§ **PROBLEM TO SOLVE**
Reproduce the stretch of the material below verbatim, from the line containing "Query: angler in waders" through the end of the material, including both ends.

§ **STORED ROWS**
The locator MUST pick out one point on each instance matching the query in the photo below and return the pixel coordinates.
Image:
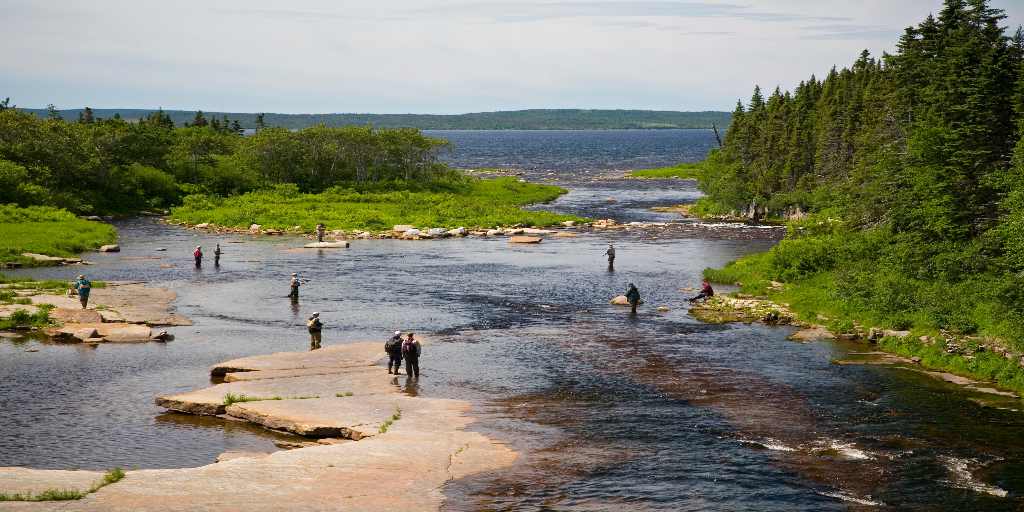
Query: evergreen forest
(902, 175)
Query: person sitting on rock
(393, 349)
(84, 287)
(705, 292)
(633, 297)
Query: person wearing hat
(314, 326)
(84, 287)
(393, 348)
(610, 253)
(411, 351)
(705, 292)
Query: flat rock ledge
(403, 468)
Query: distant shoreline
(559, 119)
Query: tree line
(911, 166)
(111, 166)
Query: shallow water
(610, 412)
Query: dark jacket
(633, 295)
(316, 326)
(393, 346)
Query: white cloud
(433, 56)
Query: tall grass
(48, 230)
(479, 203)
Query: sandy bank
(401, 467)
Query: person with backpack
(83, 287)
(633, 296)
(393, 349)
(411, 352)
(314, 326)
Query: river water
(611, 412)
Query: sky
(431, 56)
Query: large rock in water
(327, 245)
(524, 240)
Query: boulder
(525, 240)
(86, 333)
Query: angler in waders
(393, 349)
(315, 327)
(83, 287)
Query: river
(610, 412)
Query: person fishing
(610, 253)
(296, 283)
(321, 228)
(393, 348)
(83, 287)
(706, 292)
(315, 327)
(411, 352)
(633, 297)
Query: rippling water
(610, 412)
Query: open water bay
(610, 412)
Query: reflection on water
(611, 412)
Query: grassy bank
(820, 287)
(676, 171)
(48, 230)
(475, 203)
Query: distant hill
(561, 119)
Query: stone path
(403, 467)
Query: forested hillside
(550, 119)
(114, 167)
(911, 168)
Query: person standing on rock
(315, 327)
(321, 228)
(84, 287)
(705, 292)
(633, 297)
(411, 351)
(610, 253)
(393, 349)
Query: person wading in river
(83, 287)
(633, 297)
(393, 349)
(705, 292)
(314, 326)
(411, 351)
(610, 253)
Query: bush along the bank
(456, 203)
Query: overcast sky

§ **OUTPUT**
Query: angler in waders
(393, 349)
(315, 327)
(83, 287)
Query: river
(610, 412)
Query: person fishing
(610, 253)
(296, 283)
(321, 228)
(393, 348)
(83, 287)
(706, 292)
(315, 327)
(411, 352)
(633, 297)
Query: rippling water
(610, 412)
Query: open water bay
(610, 412)
Query: reflection on water
(611, 412)
Query: grassy bank
(820, 287)
(676, 171)
(48, 230)
(475, 203)
Query: distant hill
(561, 119)
Query: stone path
(403, 467)
Query: forested hillside
(550, 119)
(114, 167)
(911, 168)
Query: person standing on rock
(315, 327)
(321, 228)
(84, 287)
(705, 292)
(633, 297)
(411, 351)
(610, 253)
(393, 349)
Query: person wading in river
(83, 287)
(633, 297)
(393, 349)
(705, 292)
(314, 326)
(411, 351)
(610, 253)
Query: bush along the bank
(456, 203)
Query: overcast sky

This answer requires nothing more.